### GOAL OF THE EXERCISE
Output the entries verbatim, including every line.
======== EXTRACTED INFORMATION ========
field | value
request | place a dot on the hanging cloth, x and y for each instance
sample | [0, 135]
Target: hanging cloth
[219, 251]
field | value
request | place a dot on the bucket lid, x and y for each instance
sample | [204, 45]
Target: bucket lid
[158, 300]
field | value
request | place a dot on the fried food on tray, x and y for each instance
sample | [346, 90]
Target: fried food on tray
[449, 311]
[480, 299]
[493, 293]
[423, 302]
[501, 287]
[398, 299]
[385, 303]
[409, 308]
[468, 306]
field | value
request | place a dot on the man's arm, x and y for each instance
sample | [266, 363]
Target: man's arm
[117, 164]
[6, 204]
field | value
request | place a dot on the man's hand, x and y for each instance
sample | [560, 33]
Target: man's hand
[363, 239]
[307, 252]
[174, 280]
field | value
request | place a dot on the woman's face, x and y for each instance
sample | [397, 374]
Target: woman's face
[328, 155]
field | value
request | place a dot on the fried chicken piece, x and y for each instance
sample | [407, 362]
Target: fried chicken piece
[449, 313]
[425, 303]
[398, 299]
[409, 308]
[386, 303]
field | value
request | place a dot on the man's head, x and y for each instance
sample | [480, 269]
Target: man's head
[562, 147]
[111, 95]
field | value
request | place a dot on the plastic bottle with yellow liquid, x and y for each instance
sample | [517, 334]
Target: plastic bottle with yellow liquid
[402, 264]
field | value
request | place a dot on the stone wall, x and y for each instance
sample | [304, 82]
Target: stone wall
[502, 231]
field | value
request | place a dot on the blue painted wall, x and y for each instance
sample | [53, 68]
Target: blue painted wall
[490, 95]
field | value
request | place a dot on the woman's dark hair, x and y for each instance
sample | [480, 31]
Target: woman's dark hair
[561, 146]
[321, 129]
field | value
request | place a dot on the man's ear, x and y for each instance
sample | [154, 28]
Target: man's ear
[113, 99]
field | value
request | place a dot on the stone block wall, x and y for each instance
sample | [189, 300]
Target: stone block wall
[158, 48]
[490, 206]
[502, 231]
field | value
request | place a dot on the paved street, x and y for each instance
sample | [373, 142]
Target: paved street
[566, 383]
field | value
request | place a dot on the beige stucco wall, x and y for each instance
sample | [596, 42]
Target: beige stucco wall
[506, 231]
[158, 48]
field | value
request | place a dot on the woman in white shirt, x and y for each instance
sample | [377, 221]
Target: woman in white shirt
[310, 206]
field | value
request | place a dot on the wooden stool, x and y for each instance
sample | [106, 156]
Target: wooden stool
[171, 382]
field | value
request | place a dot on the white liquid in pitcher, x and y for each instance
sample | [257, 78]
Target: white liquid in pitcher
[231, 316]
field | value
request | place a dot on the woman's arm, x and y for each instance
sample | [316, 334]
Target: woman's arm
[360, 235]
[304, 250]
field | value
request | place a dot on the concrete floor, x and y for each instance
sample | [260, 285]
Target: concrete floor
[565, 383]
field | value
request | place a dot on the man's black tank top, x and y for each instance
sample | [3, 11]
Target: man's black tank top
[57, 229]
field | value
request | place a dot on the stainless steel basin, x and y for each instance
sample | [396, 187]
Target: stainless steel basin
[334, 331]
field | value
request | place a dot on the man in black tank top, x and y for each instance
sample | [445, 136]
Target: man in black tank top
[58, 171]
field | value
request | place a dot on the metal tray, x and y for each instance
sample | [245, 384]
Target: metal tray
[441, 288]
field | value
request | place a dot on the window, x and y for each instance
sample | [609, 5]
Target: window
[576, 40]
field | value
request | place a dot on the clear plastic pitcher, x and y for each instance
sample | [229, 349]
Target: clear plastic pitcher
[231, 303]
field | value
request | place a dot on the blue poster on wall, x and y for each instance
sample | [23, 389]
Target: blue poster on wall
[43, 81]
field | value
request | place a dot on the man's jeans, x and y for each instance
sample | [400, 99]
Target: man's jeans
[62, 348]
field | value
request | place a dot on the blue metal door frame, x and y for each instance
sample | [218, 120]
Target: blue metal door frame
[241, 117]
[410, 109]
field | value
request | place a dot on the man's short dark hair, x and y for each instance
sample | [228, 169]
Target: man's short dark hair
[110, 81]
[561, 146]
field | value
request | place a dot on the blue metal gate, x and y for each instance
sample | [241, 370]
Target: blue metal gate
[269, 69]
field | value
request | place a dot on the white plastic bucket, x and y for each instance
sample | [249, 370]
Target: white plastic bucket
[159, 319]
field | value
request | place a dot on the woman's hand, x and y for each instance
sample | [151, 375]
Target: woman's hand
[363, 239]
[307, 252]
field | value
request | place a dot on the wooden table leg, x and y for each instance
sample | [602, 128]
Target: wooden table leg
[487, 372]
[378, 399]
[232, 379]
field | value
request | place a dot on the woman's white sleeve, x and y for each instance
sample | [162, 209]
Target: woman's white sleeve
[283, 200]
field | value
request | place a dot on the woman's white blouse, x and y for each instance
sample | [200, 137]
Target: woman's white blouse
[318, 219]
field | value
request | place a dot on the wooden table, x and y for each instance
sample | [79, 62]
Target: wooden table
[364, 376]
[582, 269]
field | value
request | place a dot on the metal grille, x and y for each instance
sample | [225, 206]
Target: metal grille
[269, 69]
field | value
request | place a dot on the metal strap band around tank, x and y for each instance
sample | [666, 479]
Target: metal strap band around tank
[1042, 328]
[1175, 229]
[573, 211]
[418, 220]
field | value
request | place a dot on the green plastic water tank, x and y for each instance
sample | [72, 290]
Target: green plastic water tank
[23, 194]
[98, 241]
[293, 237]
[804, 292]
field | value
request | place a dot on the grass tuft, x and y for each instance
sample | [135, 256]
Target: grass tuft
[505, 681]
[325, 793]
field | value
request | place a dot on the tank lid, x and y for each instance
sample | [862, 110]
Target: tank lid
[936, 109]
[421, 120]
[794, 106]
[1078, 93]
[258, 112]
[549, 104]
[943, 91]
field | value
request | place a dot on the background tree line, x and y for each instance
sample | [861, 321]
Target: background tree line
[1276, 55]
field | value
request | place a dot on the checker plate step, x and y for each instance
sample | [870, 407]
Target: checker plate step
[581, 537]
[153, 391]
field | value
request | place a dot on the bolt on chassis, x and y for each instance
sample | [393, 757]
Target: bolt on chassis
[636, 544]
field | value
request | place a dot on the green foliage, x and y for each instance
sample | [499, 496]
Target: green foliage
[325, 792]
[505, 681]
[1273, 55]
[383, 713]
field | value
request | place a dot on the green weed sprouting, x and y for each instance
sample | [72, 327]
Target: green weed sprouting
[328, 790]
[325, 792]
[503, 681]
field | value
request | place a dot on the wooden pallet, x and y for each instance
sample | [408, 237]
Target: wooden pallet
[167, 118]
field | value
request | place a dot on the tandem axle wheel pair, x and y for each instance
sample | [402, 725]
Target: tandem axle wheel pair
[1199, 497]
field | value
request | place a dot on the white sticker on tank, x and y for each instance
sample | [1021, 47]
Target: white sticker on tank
========
### SOLUTION FOR THIS EXERCISE
field | value
request | place a dot on the hanging cloth, x and y for each instance
sample | [0, 135]
Target: hanging cloth
[219, 251]
field | value
request | place a dot on the bucket lid, x and y for each instance
sample | [204, 45]
Target: bucket lid
[158, 300]
field | value
request | place a dot on the fried food on tray, x and y for each instance
sample | [346, 90]
Target: fried food on tray
[449, 311]
[480, 299]
[493, 293]
[423, 302]
[501, 287]
[398, 299]
[385, 303]
[409, 308]
[468, 306]
field | value
request | place a dot on the man's arm, x and y for each instance
sample | [266, 363]
Target: man's arm
[117, 164]
[6, 204]
field | value
request | place a dot on the man's hand, x and y for each instance
sample | [560, 33]
Target: man's hand
[363, 239]
[307, 252]
[174, 280]
field | value
request | place a dot on the woman's face, x and y for each instance
sample | [397, 374]
Target: woman's face
[328, 155]
field | value
request | place a dot on the fried chicken piece, x and y for each instance
sample | [407, 362]
Target: fried chicken piece
[449, 313]
[425, 303]
[398, 299]
[409, 308]
[386, 303]
field | value
request | place a dot on the man's head, x and y for each instance
sample | [480, 269]
Target: man's head
[562, 147]
[111, 95]
field | value
request | place a dot on the plastic bottle with yellow liquid, x and y for each instance
sample | [517, 334]
Target: plastic bottle with yellow liquid
[402, 264]
field | value
request | place a dot on the stone wall, x and y for each instance
sample | [304, 82]
Target: stone wall
[502, 231]
field | value
request | place a dot on the blue painted wall, x and y for each instance
sample | [53, 68]
Target: blue painted wall
[490, 95]
field | value
request | place a dot on the woman's dark hair, x and y for each instance
sample | [480, 31]
Target: woman's dark hair
[561, 146]
[321, 129]
field | value
request | place a dot on the man's ear, x and y for each instance
sample | [154, 28]
Target: man's ear
[113, 99]
field | value
request | place a dot on the stone block wall, x and y for each instance
sample | [189, 300]
Target: stone block wall
[158, 48]
[490, 206]
[502, 231]
field | value
request | place a dot on the paved street, x and y for each instance
sample | [373, 142]
Target: paved street
[566, 383]
field | value
request | place a dot on the beige stucco wall, x and y for each instance
sample | [596, 42]
Target: beige stucco wall
[506, 231]
[158, 48]
field | value
request | place a dot on the woman in white shirt, x and y for each instance
sample | [377, 221]
Target: woman in white shirt
[310, 206]
field | value
request | place a dot on the wooden stool, x and y for each instance
sample | [106, 156]
Target: wooden stool
[171, 382]
field | value
request | place a dot on the white liquid in pitcher, x and y for each instance
sample | [257, 78]
Target: white liquid in pitcher
[231, 316]
field | value
request | place a dot on the woman's arm, x and y for each instance
sample | [316, 334]
Target: woman's arm
[360, 235]
[304, 250]
field | value
request | place a dot on the concrete floor, x and y for each instance
sample | [260, 285]
Target: concrete floor
[565, 383]
field | value
request | place a dot on the man's black tank top, x and y for each instance
sample | [3, 11]
Target: man's black tank top
[57, 229]
field | value
request | place a dot on the stainless steel basin, x and y for each instance
sample | [396, 187]
Target: stainless steel basin
[334, 331]
field | value
request | place a dot on the man in black tank top, x and y for each instance
sample | [445, 136]
Target: man in black tank top
[58, 171]
field | value
request | place a dot on the metal tray, x and y for each instance
sample | [245, 384]
Target: metal tray
[441, 288]
field | value
request | place a dot on the window, x and y for each instance
sample | [609, 5]
Target: window
[576, 40]
field | value
request | place a dot on the clear plastic pitcher, x and y for each instance
sample | [229, 349]
Target: clear plastic pitcher
[231, 303]
field | value
request | place a dot on the blue poster on wall, x and y for each instance
sample | [23, 389]
Target: blue poster on wall
[43, 81]
field | value
request | place a dot on the man's jeans, x and y for each instance
sample | [400, 99]
Target: man's jeans
[62, 348]
field | value
request | place a dot on the blue metal door frame, x and y for each instance
sample | [218, 120]
Target: blue metal door frame
[241, 117]
[410, 109]
field | value
request | place a dot on the man's short dark hair, x and y for each instance
sample | [228, 169]
Target: man's short dark hair
[110, 81]
[561, 146]
field | value
request | place a dot on the blue metal gate, x and y for each instance
sample | [241, 370]
Target: blue metal gate
[269, 69]
field | value
request | place a dot on the white plastic bucket, x and y for each instance
sample | [249, 370]
Target: white plastic bucket
[159, 319]
field | value
request | place a dot on the woman's hand, x and y for each instance
sample | [151, 375]
Target: woman's hand
[363, 239]
[307, 252]
field | value
request | place a dot on the wooden table leg, x and y for each instance
sample | [602, 128]
Target: wooden table leg
[487, 372]
[378, 399]
[232, 379]
field | value
request | place a dot on the woman's white sleeve, x and y for each instance
sample | [162, 209]
Target: woman's white sleeve
[283, 200]
field | value
request | place a dot on the woman's white blouse, x and y for each instance
sample | [200, 137]
Target: woman's white blouse
[318, 219]
field | value
request | place a dot on the wooden table, x and y for each instance
sample | [79, 62]
Target: wooden table
[364, 376]
[582, 269]
field | value
request | place a dot on the metal grille, x and y for each instance
sample | [225, 206]
Target: metal grille
[269, 69]
field | value
request | place a dot on the metal strap band around tank, x and y for each instance
sample | [666, 479]
Target: metal strap band around tank
[1042, 328]
[1175, 229]
[573, 211]
[418, 220]
field | value
request | place a dot on the green plastic water tank, x and y for each instance
sample | [72, 290]
Target: green plastic water tank
[23, 194]
[98, 241]
[293, 237]
[804, 292]
field | value
request | place a dot on the grass tuft, x and y for each instance
sample | [135, 256]
Target: grass tuft
[505, 681]
[325, 793]
field | value
request | place a dot on the tank lid, x and y for each instance
sample | [862, 110]
Target: tank lid
[936, 109]
[421, 120]
[794, 106]
[1078, 93]
[258, 112]
[549, 104]
[943, 91]
field | value
request | place a dot on the background tree line, x and y for each instance
sample | [861, 321]
Target: background tree line
[1276, 55]
field | value
request | place a dot on the checker plate step, x and y for each instance
sample | [870, 407]
Target: checker plate step
[581, 537]
[153, 391]
field | value
request | place a dot on the bolt on chassis, x and y for each instance
sample | [393, 757]
Target: bolt on chassis
[636, 544]
field | value
request | place a dot on the green foliage, x and y for each instance
sample | [499, 496]
Target: green foliage
[325, 792]
[505, 681]
[1273, 55]
[383, 713]
field | value
request | place a dot on the green weed sprouting, x and y for each instance
sample | [72, 327]
Target: green weed sprouting
[328, 790]
[325, 792]
[503, 681]
field | value
request | place a dot on the wooden pallet, x and y for each instance
sample | [408, 237]
Target: wooden pallet
[167, 118]
field | value
request | place a dot on the tandem axle wheel pair, x and y for each instance
sample | [402, 725]
Target: tandem axle wheel pair
[1199, 497]
field | value
request | place a dot on the white sticker on tank, x and y for each instance
sample | [1021, 47]
Target: white sticker on tank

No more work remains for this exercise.